**DIRECTIONS:** Please, could you print all the lines below exactly, leaving out the pictures?

**EXCERPTED DATA:**
'''

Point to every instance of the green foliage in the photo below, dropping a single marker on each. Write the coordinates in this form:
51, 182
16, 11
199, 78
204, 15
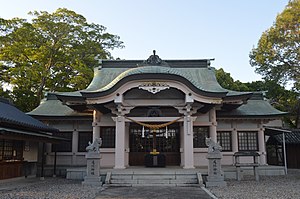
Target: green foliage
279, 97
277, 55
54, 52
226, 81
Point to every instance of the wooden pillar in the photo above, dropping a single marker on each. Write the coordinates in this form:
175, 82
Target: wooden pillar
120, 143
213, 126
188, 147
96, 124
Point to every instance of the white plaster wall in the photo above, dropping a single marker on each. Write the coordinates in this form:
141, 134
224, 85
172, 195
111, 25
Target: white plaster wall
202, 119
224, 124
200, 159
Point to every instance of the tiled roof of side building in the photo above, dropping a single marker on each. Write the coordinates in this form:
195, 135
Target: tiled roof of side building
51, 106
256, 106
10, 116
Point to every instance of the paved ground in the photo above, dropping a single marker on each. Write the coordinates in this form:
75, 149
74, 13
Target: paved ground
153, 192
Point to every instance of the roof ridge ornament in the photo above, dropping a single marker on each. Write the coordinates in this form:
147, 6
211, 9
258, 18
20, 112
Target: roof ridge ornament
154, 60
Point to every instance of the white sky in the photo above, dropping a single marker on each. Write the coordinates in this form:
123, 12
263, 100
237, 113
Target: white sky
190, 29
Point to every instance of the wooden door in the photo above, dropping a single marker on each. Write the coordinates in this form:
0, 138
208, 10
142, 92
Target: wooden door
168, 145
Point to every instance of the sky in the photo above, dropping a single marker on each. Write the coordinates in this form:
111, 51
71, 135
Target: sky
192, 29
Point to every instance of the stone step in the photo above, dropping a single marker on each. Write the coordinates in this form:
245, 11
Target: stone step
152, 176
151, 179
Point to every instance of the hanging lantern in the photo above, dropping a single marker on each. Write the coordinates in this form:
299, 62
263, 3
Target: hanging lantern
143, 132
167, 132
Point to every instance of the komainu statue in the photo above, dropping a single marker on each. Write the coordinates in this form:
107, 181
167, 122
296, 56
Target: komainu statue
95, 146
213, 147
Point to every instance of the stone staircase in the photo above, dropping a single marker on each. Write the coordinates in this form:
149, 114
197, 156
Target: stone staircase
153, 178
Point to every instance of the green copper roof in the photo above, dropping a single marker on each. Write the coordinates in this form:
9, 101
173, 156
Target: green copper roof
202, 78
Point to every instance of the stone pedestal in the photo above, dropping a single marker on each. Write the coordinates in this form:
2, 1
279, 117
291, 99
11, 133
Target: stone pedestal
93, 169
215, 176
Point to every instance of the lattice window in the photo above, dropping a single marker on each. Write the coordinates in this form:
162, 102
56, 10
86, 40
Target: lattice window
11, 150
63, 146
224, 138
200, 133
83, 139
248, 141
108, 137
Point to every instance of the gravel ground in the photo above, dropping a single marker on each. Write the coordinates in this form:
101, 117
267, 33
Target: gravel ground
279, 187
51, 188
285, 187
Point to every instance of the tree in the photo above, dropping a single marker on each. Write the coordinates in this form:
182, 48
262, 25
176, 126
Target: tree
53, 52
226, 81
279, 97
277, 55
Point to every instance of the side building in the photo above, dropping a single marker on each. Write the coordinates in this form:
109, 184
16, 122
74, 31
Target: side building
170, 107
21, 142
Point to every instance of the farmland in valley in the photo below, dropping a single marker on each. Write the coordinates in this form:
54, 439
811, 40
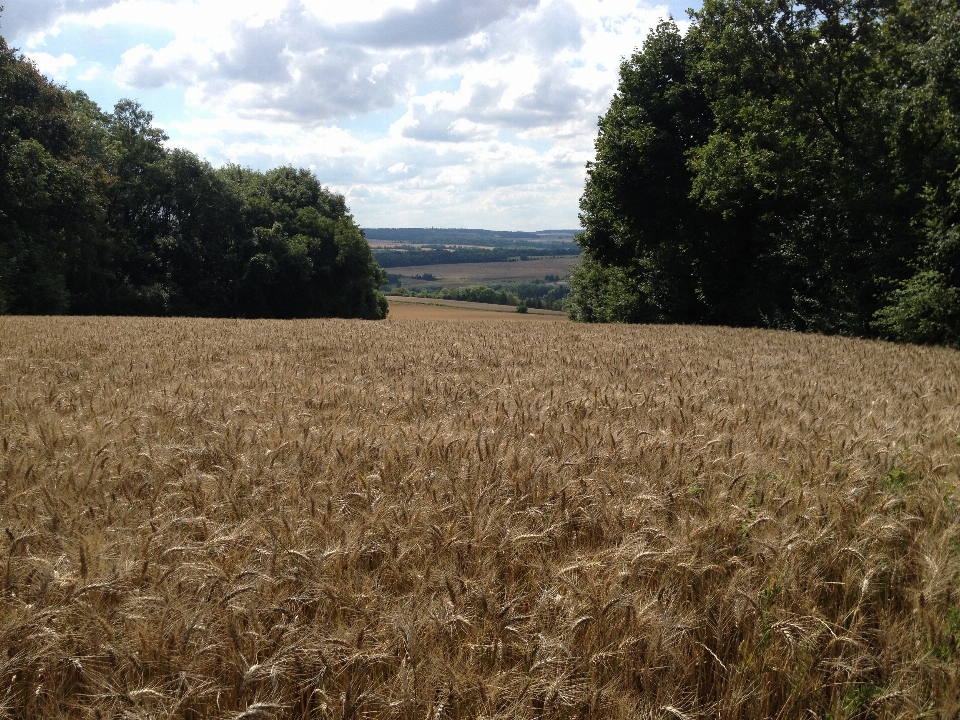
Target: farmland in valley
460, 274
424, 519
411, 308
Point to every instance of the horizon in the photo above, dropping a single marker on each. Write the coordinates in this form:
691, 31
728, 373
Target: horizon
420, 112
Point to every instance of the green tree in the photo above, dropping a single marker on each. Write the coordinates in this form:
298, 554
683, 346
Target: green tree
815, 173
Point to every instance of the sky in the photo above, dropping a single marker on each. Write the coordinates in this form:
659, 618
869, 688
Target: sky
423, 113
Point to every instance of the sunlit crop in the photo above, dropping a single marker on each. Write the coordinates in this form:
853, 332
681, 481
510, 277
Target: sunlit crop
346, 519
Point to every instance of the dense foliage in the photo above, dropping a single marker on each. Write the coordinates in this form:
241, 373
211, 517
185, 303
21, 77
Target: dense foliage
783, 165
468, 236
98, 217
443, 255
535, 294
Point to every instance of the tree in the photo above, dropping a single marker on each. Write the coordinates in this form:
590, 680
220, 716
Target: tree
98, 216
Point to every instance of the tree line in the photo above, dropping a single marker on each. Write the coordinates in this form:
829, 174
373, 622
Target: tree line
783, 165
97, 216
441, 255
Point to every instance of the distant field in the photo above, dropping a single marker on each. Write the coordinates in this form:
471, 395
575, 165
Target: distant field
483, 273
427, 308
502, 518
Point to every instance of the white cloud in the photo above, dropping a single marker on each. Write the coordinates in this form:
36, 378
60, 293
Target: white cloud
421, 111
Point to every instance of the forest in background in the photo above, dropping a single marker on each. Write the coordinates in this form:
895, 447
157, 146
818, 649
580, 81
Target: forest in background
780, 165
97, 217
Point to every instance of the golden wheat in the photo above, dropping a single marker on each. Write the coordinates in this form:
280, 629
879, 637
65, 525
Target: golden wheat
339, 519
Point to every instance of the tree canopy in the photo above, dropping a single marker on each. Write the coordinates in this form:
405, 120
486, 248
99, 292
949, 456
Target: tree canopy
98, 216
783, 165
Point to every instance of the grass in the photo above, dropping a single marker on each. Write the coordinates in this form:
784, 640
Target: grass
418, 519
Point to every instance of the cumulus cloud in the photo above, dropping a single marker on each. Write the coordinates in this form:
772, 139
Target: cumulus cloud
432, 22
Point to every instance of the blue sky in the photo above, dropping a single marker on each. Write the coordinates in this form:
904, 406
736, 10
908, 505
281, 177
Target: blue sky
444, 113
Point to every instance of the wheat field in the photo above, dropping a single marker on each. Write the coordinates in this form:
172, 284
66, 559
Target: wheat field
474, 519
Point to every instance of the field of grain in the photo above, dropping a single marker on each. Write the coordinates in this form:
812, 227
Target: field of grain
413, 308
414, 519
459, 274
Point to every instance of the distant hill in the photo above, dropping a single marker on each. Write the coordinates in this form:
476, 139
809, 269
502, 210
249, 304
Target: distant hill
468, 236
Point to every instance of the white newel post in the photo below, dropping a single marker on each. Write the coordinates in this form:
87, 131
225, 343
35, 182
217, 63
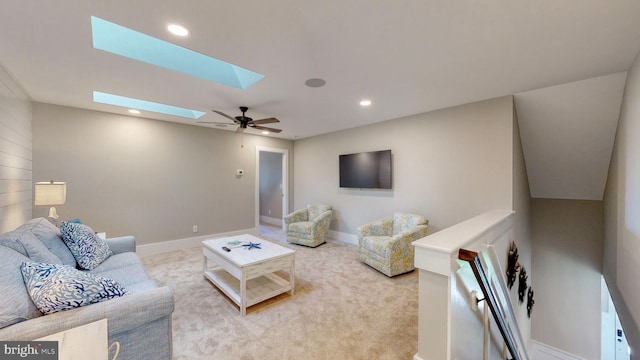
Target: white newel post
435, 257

'''

**EXERCISE SOLUTION:**
Point to every instance of the green foliage in the photo below, dropping a single marker on each. Write the coordinates in this form:
51, 182
16, 11
199, 78
204, 15
Target: green foliage
279, 97
277, 55
54, 52
226, 81
Point to every instance of the wooden pillar in the photo above, dropping a single marker on each. Write the coordinates in this form:
175, 82
Target: wooden pillar
120, 143
213, 126
188, 147
96, 124
Point to every instance of the white plaster wall in the photo above, dropping a single marker on each. Write the coordinates in this form:
141, 134
224, 85
172, 195
111, 25
Target: white plaster wall
202, 119
224, 124
200, 159
Point to every instance of the tiled roof of side building in the photo above, dropping a single marker on each. Write the coordinates in this form:
195, 135
Target: tiled roof of side building
51, 106
256, 106
10, 116
Point to every instance of the paved ground in the photo above, dropping a single marker on each. Write the coordinates in this form:
75, 149
74, 13
Target: paved ground
153, 192
Point to every instance of the roof ridge ornament in the photo above, dropping a single marker on each. Write the coordinates in this form:
147, 6
211, 9
258, 18
20, 112
Target: roof ridge ornament
154, 60
Point to every instance of the white sky in the photo above, dropping a single marker on each. Write the coordinates in this form:
123, 12
263, 100
237, 113
Target: white sky
190, 29
Point to every instance of the wooden door in the photo above, dropping a single marker on each. Write the coordinates in this form:
0, 138
208, 10
142, 92
Target: wooden door
168, 145
Point to every instance of the sky in the photo above, dropping a single marker on each. Write the coordinates in this form:
111, 51
71, 135
Target: sky
192, 29
Point to every instance of the stone step in the photo above, dropping a single marker on each. Write the coordinates in this form:
245, 11
Target: stone step
152, 176
151, 179
Point to every instance of the hanging lantern in the photo above, dropping a single marker on each. Write the coordinates in this form:
299, 62
263, 3
Target: hanging lantern
143, 132
167, 132
Point to every instance of the komainu statue in the photo above, dropping a single marker on each. Write the coordinates in this form:
107, 181
167, 122
296, 56
Target: komainu statue
95, 146
213, 147
Point to every instance of the stone staircase in the photo above, dropping a single marker on each. Write the coordinates in this form:
149, 114
197, 156
Target: stone staircase
153, 178
Point to every instance of the green copper roof in the photo above, dropping a single marker on each. Write the coordinates in this form:
9, 101
173, 156
Target: green copper roof
202, 78
Point to every instance of the stone pedestal in the photo above, dropping a single marker on each. Write the coordinates in this form:
2, 1
279, 117
291, 99
11, 133
Target: stone pedestal
93, 169
215, 176
Point to every instance of the lattice window in the photo above, dropping a single marker on each. Write the coordinates in this form:
162, 102
56, 10
86, 40
Target: lattice window
11, 150
63, 146
224, 138
200, 133
83, 139
248, 141
108, 137
Point to every instance of the gravel ground in the photo above, dropping a single marker on each. Write the coordinates in this form:
101, 117
267, 33
Target: gravel ground
279, 187
51, 188
285, 187
Point to every instance of the tree in the photo above, dropping a single marker on each. Write the coordinates in this form:
182, 48
262, 25
176, 126
Target: tree
53, 52
226, 81
279, 97
277, 55
Point to every instance of the side building in the photo above, dropping a single marker on each. Write the coordinates in this form:
109, 184
16, 122
74, 31
Target: side building
170, 107
21, 142
Point to every instance of the farmland in valley in the photo below, dropping a single marker on each. Write the coordinates in this form:
54, 439
811, 40
Target: farmland in valley
460, 274
424, 519
411, 308
Point to every instance of the horizon in the photo above, dropping a single marker on each. Write the coordinates in this form:
691, 31
728, 373
Target: horizon
420, 112
Point to every instance of the green tree in the photo above, dropping a single marker on each. Write the coordinates in this form:
298, 554
683, 346
Target: green tree
815, 173
Point to every instance of the sky in the photo above, dropping a single marker on each. Write the coordinates in this form:
659, 618
869, 688
Target: sky
423, 113
Point to every instance of the sunlit crop in the photo above, dropping a single marker on each. Write the coordinates in this form:
853, 332
681, 481
510, 277
Target: sunlit crop
346, 519
Point to every instance of the dense foliage in the photo above, dropping a single marker on each. Write the coordinates in this form:
241, 373
211, 517
185, 303
21, 77
Target: dense foliage
783, 165
468, 236
98, 217
443, 255
535, 294
Point to every instance of the tree in the photo above, dropping a single marker on each. Write the coordinates in this form:
590, 680
220, 716
Target: tree
98, 216
Point to every instance of the tree line in the photo above, dropping a single marker on each. Write the coordinates in this form:
829, 174
373, 622
Target: tree line
783, 165
97, 216
441, 255
Point to every instance of the distant field in the photo above, dropping a single marker on each. Write the coordinates in this form:
471, 395
575, 165
Target: distant field
483, 273
427, 308
502, 518
Point to every instance of the white cloud in the photo above, dropping a single marker on each. Write the coordinates in this form:
36, 378
60, 293
Target: white cloud
421, 111
Point to every instance of the forest in background in the photo above, dropping a single marker on each. Write the coordinates in this form:
895, 447
157, 146
818, 649
580, 81
Target: forest in background
780, 165
97, 217
Point to every instance of the golden wheat in the photo above, dropping a single marker on each. Write the coordinates in this form:
280, 629
879, 637
65, 525
Target: golden wheat
339, 519
Point to every instance of the tree canopy in the photo above, dropping a single marker on each. Write the coordinates in this form:
405, 120
486, 248
99, 292
949, 456
Target: tree canopy
98, 216
783, 165
Point to every instance of the grass in the photo above, dropping a single marker on each. Write the coordinates in this form:
784, 640
Target: grass
418, 519
Point to every instance of the cumulus cloud in the photo above, dropping a single marker on each. Write the coordinates in this form:
772, 139
Target: cumulus cloud
432, 22
Point to every instance of the blue sky in the photo above, dropping a single marker on each. Write the coordinates in this form:
904, 406
736, 10
908, 505
281, 177
Target: blue sky
444, 113
Point to every instance of the wheat field in the photo above, dropping a single marker on each. Write the coordinates in this form:
172, 284
66, 559
Target: wheat field
474, 519
Point to every instance of the field of grain in the photo above, dropping a single marker on each. Write the coordinates in this form:
812, 227
Target: field of grain
413, 308
414, 519
459, 274
Point to every instance of the distant hill in the photo above, dropping a single marker on each. Write the coordinates in this form:
476, 139
809, 269
502, 210
249, 304
Target: distant hill
468, 236
Point to every instance of the white newel post in the photo below, dropping a single marker on each. Write the coordinates in this form:
87, 131
225, 343
35, 182
217, 63
Target: white newel post
435, 257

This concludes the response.